Lines to return, exactly: from the line with "mark: the rusted metal" to the line with "Query: white cloud" in the entries below, both included.

[Dataset records]
>>>
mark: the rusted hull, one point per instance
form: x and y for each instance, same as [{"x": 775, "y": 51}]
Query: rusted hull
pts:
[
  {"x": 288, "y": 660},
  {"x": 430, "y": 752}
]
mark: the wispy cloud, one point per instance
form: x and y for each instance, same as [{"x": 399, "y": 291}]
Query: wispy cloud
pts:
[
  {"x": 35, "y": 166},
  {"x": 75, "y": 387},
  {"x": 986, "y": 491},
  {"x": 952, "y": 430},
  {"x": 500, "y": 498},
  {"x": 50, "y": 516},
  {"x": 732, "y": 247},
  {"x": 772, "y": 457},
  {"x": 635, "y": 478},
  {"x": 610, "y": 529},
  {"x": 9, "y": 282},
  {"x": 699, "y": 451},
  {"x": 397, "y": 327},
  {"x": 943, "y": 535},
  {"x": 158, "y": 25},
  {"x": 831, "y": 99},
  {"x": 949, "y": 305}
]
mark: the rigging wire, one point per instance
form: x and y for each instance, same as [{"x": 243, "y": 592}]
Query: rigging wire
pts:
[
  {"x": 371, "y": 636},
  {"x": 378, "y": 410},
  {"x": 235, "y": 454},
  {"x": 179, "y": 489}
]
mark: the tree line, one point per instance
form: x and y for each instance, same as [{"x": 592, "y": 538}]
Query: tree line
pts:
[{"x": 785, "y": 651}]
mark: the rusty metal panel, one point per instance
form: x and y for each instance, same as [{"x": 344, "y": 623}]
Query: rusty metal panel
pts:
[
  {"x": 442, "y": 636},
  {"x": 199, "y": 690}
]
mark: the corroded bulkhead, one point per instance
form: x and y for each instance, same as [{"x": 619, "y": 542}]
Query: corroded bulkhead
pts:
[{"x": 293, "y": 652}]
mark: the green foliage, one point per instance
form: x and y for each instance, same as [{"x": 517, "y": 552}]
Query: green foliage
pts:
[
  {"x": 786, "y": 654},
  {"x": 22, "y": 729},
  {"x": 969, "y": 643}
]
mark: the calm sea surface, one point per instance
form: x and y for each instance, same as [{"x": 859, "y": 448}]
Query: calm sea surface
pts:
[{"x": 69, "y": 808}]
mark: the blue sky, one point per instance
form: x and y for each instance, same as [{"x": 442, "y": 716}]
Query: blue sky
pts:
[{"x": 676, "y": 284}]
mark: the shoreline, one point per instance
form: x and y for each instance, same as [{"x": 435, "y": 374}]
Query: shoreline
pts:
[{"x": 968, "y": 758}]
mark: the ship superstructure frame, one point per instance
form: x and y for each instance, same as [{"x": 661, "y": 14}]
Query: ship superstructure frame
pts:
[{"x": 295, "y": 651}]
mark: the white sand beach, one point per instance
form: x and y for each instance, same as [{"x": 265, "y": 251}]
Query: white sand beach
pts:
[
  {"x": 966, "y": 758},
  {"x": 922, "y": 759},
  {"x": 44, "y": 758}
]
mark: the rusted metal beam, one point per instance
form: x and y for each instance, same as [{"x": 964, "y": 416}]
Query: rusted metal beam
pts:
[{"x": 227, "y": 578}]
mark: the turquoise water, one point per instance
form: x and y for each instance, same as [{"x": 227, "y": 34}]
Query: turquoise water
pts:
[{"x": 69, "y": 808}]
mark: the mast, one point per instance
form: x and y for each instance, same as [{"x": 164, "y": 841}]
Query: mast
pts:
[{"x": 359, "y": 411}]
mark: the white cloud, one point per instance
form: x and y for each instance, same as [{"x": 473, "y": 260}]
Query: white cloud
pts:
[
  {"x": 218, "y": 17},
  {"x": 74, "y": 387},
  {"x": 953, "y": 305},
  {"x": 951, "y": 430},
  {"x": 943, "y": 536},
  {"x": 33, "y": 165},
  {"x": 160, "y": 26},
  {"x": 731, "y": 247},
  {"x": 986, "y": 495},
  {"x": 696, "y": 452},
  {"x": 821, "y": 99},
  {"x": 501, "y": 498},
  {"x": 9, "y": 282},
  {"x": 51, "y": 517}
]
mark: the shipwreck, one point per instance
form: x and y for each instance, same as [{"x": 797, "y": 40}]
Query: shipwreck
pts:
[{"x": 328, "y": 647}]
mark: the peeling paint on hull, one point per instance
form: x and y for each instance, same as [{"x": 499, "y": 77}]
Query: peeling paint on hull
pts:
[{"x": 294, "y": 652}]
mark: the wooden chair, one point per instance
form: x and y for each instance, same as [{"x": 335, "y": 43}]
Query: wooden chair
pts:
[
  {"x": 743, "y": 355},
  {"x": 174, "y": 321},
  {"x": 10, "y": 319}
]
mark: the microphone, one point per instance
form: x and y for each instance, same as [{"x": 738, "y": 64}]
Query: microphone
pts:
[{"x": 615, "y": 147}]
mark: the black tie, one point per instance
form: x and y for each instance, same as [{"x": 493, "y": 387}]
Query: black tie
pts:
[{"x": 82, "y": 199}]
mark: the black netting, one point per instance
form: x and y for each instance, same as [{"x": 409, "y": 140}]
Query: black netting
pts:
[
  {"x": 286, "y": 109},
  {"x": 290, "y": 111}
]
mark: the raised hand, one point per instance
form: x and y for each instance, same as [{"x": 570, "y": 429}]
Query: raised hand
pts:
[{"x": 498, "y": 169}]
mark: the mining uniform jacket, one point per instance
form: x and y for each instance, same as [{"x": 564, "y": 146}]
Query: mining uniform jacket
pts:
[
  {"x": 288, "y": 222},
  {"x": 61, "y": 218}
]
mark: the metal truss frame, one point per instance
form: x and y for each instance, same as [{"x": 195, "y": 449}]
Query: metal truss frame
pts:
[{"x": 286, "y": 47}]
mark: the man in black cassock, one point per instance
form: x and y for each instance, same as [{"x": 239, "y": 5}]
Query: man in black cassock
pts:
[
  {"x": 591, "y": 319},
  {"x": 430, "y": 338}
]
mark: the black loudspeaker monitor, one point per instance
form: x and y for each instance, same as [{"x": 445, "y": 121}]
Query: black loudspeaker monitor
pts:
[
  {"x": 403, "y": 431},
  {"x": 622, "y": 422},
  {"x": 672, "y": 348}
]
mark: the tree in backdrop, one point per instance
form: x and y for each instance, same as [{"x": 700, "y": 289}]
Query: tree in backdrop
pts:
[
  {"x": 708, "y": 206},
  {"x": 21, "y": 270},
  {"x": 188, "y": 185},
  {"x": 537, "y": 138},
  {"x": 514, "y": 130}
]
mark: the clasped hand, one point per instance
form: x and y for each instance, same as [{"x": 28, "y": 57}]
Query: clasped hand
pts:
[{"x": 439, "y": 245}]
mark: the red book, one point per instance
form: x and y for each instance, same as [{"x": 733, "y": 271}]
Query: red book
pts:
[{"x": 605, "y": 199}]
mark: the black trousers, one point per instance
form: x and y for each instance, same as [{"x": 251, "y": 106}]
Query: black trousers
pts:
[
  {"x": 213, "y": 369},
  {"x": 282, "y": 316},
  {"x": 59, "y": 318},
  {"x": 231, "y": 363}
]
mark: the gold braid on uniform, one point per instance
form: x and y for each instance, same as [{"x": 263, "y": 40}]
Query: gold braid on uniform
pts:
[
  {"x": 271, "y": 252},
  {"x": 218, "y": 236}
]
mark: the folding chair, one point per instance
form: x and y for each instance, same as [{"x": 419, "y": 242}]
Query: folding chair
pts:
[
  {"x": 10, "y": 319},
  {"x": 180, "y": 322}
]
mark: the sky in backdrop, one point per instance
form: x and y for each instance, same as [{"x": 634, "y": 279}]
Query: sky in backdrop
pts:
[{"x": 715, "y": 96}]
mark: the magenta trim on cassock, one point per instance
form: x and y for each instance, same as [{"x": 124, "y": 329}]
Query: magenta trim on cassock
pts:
<<<
▶ Solution:
mark: the rusted metal beam, one point per instance
form: x and y for each instance, same as [{"x": 964, "y": 416}]
Query: rusted metal beam
pts:
[{"x": 227, "y": 578}]
mark: the turquoise water, one point per instance
form: x and y for each instance, same as [{"x": 227, "y": 34}]
Query: turquoise water
pts:
[{"x": 69, "y": 808}]
mark: the mast, one point per instance
form: x and y for each instance, same as [{"x": 164, "y": 841}]
Query: mast
pts:
[{"x": 359, "y": 411}]
mark: the white cloud, one point per instance
form: x and y for each instance, same as [{"x": 473, "y": 260}]
Query: white cloud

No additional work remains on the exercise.